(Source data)
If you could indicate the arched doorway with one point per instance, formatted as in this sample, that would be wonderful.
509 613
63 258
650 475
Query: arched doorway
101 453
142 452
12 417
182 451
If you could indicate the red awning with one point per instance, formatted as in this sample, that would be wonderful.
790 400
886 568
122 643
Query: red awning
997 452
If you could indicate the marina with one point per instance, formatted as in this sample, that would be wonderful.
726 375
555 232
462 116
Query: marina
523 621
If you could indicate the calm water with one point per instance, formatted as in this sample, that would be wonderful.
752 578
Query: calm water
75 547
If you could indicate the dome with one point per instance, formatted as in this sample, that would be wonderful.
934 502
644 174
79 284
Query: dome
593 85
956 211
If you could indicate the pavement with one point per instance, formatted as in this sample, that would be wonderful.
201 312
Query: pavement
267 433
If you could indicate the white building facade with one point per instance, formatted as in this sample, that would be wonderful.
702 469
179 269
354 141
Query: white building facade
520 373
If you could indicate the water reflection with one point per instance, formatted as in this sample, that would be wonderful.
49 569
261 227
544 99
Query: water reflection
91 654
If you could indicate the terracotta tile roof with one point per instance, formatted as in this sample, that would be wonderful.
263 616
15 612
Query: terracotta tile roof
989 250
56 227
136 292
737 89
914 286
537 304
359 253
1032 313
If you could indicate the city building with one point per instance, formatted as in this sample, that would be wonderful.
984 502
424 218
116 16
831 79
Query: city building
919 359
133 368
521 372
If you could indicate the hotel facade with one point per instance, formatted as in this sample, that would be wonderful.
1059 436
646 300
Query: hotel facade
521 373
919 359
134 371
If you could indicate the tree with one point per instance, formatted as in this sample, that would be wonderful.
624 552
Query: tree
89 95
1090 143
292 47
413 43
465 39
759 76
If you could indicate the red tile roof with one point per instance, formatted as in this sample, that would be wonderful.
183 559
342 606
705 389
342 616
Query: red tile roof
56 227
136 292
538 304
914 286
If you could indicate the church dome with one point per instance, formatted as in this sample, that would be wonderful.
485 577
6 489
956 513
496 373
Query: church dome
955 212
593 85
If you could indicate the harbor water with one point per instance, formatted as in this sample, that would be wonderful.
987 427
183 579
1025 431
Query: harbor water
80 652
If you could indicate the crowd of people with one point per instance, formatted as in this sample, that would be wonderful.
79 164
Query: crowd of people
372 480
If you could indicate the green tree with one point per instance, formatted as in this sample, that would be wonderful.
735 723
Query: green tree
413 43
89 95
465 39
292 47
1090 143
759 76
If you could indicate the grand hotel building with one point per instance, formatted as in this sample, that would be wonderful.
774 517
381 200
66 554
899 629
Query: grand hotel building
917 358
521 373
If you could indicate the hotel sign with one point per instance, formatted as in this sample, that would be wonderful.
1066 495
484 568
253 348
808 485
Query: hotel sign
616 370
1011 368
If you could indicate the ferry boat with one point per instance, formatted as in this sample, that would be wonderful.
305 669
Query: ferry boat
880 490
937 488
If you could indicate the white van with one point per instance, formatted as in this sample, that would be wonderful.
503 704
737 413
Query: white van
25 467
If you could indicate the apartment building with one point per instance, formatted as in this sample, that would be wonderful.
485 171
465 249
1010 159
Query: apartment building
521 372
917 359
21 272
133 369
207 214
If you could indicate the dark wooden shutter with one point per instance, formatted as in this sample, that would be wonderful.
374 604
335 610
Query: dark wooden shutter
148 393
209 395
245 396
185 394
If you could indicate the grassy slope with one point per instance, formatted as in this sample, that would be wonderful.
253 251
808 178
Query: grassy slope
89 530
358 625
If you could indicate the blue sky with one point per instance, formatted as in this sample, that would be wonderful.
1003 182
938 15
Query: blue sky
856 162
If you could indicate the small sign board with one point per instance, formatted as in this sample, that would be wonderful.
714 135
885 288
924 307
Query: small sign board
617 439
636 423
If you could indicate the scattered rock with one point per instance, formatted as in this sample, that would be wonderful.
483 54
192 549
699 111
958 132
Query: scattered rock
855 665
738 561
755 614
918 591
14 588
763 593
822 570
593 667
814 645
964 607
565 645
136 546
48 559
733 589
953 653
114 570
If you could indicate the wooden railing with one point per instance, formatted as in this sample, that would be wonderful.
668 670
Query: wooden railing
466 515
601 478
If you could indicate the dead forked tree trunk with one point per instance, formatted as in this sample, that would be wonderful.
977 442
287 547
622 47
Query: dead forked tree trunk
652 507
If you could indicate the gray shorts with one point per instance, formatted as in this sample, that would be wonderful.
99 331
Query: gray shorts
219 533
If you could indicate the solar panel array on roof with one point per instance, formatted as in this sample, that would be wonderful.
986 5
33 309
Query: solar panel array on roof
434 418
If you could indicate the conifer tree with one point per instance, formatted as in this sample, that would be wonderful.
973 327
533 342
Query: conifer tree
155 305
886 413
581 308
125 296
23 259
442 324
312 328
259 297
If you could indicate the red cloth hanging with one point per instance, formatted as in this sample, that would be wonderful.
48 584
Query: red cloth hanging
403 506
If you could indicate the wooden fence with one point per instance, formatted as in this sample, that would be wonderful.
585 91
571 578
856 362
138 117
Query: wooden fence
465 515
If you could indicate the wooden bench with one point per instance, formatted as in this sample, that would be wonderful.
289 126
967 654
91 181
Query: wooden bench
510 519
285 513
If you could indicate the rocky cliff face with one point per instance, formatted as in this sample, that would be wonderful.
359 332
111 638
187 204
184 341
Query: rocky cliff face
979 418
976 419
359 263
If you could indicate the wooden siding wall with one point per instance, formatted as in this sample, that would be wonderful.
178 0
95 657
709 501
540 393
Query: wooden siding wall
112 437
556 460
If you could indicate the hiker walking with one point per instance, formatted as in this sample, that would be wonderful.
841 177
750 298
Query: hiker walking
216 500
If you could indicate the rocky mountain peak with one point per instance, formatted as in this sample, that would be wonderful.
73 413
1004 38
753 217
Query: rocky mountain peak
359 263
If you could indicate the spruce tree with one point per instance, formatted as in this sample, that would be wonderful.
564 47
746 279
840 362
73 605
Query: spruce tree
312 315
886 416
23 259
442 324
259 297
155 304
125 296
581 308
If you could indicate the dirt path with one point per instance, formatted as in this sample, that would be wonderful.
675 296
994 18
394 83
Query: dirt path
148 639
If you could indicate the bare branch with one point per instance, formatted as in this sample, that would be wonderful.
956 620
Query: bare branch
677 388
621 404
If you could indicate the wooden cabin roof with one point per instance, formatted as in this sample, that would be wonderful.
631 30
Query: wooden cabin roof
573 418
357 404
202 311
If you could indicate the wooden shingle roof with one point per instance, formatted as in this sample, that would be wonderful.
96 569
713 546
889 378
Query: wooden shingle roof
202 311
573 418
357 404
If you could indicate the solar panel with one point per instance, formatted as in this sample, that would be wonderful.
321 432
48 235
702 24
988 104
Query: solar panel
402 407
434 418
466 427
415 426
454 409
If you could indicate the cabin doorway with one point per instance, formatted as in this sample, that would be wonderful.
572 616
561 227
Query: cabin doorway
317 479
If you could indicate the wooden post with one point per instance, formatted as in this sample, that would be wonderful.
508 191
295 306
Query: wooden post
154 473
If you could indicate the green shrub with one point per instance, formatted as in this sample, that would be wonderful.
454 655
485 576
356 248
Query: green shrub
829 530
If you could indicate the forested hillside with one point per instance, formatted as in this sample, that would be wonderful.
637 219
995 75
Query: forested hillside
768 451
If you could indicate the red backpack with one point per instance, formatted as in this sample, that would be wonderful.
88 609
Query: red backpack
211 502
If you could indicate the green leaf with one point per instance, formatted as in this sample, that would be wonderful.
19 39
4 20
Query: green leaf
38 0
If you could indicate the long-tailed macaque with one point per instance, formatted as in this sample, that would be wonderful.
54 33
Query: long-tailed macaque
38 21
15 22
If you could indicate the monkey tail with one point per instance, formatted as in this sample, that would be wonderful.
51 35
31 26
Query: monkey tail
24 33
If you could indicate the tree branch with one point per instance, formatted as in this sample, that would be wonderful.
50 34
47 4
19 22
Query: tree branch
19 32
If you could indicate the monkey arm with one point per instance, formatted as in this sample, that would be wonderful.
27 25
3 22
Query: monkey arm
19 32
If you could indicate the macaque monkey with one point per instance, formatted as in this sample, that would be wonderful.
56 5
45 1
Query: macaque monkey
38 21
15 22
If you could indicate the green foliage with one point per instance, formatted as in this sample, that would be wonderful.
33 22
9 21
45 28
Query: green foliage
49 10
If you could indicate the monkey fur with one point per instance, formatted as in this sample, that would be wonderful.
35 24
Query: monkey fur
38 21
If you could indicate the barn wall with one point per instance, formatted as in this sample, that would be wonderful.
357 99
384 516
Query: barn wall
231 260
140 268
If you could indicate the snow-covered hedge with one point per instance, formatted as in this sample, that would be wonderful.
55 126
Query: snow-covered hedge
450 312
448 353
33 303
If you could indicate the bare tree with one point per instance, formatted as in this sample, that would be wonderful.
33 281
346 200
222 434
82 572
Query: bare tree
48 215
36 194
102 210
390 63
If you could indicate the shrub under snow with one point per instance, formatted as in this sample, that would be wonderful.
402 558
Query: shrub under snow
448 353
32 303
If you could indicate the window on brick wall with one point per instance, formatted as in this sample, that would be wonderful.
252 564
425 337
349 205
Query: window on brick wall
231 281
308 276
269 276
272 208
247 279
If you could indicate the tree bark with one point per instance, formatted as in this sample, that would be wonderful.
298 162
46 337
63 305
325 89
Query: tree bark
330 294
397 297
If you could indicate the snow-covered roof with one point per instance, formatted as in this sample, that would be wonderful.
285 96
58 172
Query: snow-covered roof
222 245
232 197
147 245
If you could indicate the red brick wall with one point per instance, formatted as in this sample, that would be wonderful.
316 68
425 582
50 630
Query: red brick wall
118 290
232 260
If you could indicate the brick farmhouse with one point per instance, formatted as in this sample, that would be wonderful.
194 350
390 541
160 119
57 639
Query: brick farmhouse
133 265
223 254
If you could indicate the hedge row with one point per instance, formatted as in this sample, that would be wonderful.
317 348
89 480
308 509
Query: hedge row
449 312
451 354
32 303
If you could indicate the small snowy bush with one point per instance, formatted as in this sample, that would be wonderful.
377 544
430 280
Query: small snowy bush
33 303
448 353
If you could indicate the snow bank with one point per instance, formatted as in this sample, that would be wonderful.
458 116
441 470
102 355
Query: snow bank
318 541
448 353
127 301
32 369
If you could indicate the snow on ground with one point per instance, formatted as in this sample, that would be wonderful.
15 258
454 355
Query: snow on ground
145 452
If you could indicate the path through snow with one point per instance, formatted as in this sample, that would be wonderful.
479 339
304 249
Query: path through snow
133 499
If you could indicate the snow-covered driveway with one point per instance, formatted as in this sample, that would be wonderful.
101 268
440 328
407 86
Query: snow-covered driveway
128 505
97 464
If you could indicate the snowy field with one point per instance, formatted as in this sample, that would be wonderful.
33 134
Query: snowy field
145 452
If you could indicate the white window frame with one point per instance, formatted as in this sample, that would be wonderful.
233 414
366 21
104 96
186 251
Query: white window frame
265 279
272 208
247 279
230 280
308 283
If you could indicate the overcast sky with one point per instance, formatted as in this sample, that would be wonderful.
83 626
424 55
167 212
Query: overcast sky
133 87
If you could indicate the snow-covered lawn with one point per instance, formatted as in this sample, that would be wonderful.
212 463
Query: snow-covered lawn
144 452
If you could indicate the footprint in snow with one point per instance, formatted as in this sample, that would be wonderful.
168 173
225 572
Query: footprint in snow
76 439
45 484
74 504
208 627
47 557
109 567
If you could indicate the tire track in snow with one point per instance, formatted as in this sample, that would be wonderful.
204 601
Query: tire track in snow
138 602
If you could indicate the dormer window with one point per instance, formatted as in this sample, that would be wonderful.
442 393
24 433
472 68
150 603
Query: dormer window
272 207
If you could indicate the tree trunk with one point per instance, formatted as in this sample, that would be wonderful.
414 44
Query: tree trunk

▶ **WORK ORDER**:
Repeat the line that contains "If you could indicate the dormer", then every line after it until the records end, with nothing added.

▶ **RESPONSE FOR THIS EXERCISE**:
If you could indicate the dormer window with one point per instance, formatted as in this sample, that would be wonderful.
442 393
24 433
472 68
150 603
Query: dormer window
272 207
If you could indicate the tree trunk with one point per instance, formatted as in this sample, that would be wonderful.
414 44
Query: tree trunk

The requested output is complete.